Exercise directions:
In the records below, find the line containing "Every instance of the dresser" and repeat it and every line after it exactly, without pictures.
## start Exercise data
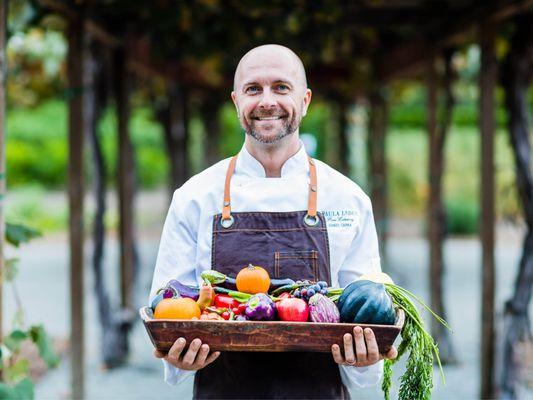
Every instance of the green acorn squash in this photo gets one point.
(366, 302)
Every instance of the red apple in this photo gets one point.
(292, 309)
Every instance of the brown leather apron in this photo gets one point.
(288, 245)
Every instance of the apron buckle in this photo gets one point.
(227, 223)
(311, 221)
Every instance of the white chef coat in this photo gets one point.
(185, 247)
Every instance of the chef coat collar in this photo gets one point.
(248, 165)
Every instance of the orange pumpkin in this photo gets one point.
(253, 279)
(182, 308)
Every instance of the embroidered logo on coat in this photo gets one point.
(341, 219)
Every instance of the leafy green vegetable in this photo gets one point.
(417, 381)
(213, 277)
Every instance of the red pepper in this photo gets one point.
(242, 308)
(225, 301)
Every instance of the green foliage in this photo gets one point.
(37, 150)
(16, 383)
(17, 234)
(23, 390)
(462, 216)
(44, 344)
(10, 269)
(31, 205)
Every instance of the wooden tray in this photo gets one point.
(268, 336)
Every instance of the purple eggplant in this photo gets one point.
(156, 300)
(260, 307)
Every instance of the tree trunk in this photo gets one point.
(377, 166)
(3, 70)
(174, 119)
(344, 140)
(209, 111)
(516, 76)
(76, 138)
(438, 127)
(487, 84)
(116, 322)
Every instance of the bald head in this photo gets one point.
(271, 54)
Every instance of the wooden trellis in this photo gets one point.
(402, 55)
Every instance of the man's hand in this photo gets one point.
(366, 349)
(196, 357)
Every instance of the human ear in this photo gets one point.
(234, 99)
(306, 101)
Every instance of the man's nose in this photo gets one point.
(268, 99)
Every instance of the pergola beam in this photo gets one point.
(76, 135)
(3, 71)
(409, 57)
(487, 83)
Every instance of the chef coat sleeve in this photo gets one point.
(176, 259)
(363, 257)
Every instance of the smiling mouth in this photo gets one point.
(268, 118)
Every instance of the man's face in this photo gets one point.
(270, 96)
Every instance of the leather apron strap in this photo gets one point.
(310, 219)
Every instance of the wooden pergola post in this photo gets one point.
(3, 70)
(177, 136)
(377, 129)
(76, 134)
(436, 215)
(343, 107)
(126, 181)
(487, 82)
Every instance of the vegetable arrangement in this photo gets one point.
(372, 299)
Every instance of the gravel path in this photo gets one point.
(43, 282)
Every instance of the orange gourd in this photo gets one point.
(182, 308)
(253, 279)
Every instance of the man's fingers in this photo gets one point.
(212, 357)
(159, 354)
(177, 348)
(371, 346)
(202, 355)
(360, 346)
(349, 355)
(190, 355)
(337, 356)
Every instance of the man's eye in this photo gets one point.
(252, 89)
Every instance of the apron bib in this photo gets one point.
(288, 245)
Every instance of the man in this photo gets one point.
(271, 205)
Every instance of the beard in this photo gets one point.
(288, 127)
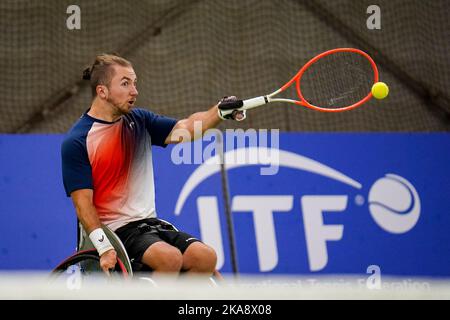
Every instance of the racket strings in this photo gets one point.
(337, 80)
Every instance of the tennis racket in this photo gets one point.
(334, 81)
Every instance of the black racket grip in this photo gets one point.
(230, 105)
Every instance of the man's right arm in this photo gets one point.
(87, 214)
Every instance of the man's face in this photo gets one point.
(122, 91)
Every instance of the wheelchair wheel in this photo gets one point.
(85, 263)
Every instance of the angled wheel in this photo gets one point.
(85, 263)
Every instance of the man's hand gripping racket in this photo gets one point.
(334, 81)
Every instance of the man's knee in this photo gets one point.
(161, 256)
(200, 258)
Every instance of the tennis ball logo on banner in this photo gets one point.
(393, 202)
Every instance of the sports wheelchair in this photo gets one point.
(86, 260)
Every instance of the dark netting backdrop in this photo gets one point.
(188, 54)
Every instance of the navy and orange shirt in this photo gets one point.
(114, 159)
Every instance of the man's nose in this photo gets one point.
(134, 91)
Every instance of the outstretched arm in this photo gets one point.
(195, 125)
(87, 214)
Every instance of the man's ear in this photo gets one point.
(102, 91)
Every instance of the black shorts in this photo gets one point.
(137, 236)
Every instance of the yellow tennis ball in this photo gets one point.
(380, 90)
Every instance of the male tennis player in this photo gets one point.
(107, 170)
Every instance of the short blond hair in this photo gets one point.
(102, 71)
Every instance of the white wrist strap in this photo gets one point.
(100, 241)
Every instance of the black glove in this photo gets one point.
(229, 109)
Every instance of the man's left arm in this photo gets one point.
(194, 126)
(189, 129)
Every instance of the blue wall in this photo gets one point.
(339, 203)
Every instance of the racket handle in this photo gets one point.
(254, 102)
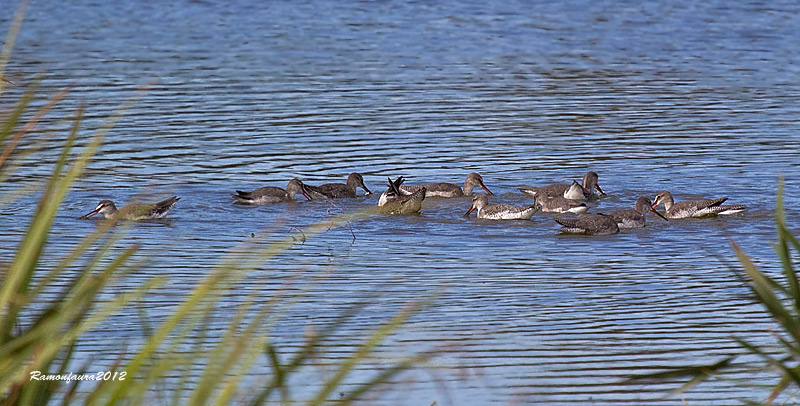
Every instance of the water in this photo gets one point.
(697, 99)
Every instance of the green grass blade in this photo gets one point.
(377, 336)
(21, 271)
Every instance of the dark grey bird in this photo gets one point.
(443, 189)
(590, 224)
(574, 191)
(480, 202)
(694, 208)
(634, 218)
(394, 201)
(271, 194)
(337, 190)
(135, 211)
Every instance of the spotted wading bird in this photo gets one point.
(337, 190)
(443, 189)
(634, 218)
(590, 224)
(694, 208)
(135, 211)
(575, 191)
(393, 201)
(480, 202)
(271, 194)
(559, 204)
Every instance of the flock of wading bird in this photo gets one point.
(405, 199)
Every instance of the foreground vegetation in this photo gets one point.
(780, 298)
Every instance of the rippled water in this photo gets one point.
(697, 99)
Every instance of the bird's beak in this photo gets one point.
(657, 213)
(469, 211)
(599, 189)
(89, 214)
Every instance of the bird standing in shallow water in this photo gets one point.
(135, 211)
(575, 191)
(559, 204)
(590, 224)
(634, 218)
(271, 194)
(694, 208)
(443, 189)
(393, 201)
(488, 211)
(337, 190)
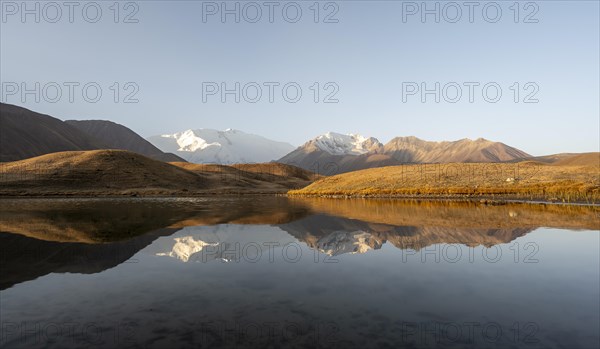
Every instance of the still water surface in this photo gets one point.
(276, 272)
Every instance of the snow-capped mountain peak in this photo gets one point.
(221, 147)
(346, 144)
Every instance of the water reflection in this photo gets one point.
(91, 235)
(274, 272)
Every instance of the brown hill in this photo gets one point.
(25, 134)
(524, 181)
(415, 150)
(120, 172)
(116, 136)
(96, 171)
(585, 159)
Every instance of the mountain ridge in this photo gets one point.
(399, 150)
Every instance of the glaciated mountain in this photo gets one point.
(205, 146)
(333, 153)
(350, 144)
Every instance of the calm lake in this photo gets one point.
(270, 272)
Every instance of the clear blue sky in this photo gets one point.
(368, 53)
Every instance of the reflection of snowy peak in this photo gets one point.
(340, 242)
(221, 147)
(351, 144)
(186, 248)
(220, 242)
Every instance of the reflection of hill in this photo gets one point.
(24, 258)
(99, 221)
(456, 214)
(88, 236)
(334, 235)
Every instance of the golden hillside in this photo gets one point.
(525, 181)
(119, 172)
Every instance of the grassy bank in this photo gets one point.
(521, 181)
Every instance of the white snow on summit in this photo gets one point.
(350, 144)
(231, 146)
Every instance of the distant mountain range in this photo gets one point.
(207, 146)
(25, 134)
(344, 153)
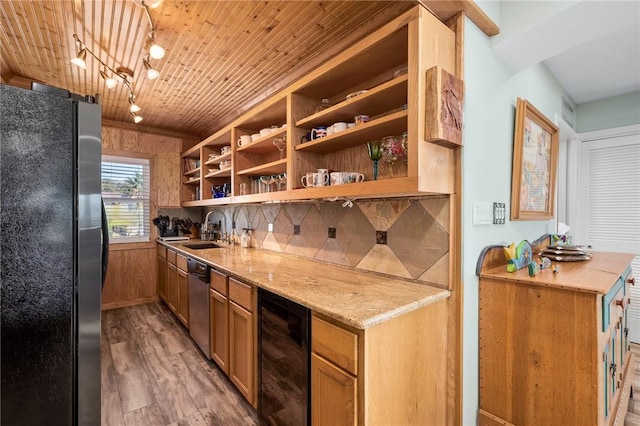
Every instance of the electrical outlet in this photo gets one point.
(481, 213)
(499, 213)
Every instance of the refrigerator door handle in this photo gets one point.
(105, 243)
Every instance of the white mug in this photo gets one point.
(339, 126)
(245, 139)
(323, 177)
(307, 179)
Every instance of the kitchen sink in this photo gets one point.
(202, 246)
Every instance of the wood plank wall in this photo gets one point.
(131, 275)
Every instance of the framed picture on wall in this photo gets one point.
(535, 159)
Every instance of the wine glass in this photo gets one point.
(281, 144)
(392, 151)
(375, 153)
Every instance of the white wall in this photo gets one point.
(491, 90)
(616, 111)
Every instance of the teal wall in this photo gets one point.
(491, 90)
(616, 111)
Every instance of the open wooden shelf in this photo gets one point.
(272, 168)
(390, 125)
(378, 100)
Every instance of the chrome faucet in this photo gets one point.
(223, 222)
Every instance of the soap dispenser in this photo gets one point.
(245, 239)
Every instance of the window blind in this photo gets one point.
(126, 196)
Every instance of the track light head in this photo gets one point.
(152, 73)
(79, 59)
(136, 118)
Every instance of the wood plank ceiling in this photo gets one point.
(221, 58)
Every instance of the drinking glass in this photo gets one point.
(392, 151)
(375, 153)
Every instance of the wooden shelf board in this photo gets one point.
(378, 100)
(263, 144)
(219, 173)
(192, 171)
(274, 167)
(218, 159)
(392, 124)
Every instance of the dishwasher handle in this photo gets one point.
(198, 269)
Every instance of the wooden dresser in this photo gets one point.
(554, 348)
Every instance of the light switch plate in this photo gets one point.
(482, 213)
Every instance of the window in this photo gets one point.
(125, 192)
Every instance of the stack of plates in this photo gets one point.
(565, 253)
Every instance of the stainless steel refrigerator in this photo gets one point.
(51, 258)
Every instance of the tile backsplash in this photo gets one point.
(401, 237)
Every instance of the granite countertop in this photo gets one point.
(359, 299)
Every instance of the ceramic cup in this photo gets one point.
(318, 132)
(323, 178)
(307, 179)
(355, 177)
(339, 126)
(361, 119)
(245, 139)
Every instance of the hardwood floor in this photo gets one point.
(153, 374)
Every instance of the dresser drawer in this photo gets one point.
(218, 282)
(614, 298)
(181, 262)
(171, 256)
(336, 344)
(241, 293)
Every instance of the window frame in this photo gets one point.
(146, 221)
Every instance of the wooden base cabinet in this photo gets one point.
(242, 339)
(553, 348)
(219, 311)
(389, 373)
(162, 274)
(182, 305)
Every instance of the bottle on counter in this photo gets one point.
(245, 238)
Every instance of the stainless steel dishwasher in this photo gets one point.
(199, 322)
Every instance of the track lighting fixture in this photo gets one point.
(152, 73)
(136, 118)
(125, 74)
(80, 57)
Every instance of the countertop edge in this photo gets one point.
(438, 293)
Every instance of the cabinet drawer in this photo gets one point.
(336, 344)
(181, 262)
(616, 294)
(171, 256)
(240, 293)
(218, 282)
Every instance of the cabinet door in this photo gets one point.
(172, 286)
(333, 394)
(241, 350)
(219, 309)
(162, 278)
(183, 298)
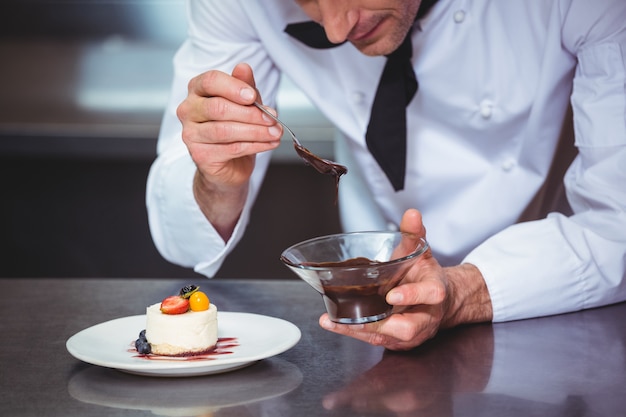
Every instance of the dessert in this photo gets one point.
## end Exercise data
Result:
Every instance of the dresser drawer in this photo gets one point.
(218, 282)
(614, 298)
(181, 262)
(171, 256)
(336, 344)
(241, 293)
Every instance of the window frame in this photo gets one point.
(146, 221)
Every instance of the wooden base cabinet in this photo gets one point.
(242, 339)
(553, 348)
(219, 311)
(389, 373)
(162, 274)
(182, 305)
Every instance of the bottle on counter in this photo gets one point.
(245, 238)
Every instance of the stainless steel dishwasher in this photo gets one point.
(199, 322)
Every instance of the track lighting fixture in this photo gets one point.
(152, 73)
(136, 118)
(125, 74)
(80, 57)
Every instance of the countertop edge in this photo gets one point.
(438, 293)
Every instance of the cabinet drawer in this photo gets one point.
(336, 344)
(181, 262)
(616, 294)
(171, 256)
(240, 293)
(218, 282)
Every instance of the cabinet door in this photo gets one point.
(172, 286)
(333, 394)
(241, 350)
(219, 309)
(162, 278)
(183, 298)
Every instance of the dessert in this photo gets one point.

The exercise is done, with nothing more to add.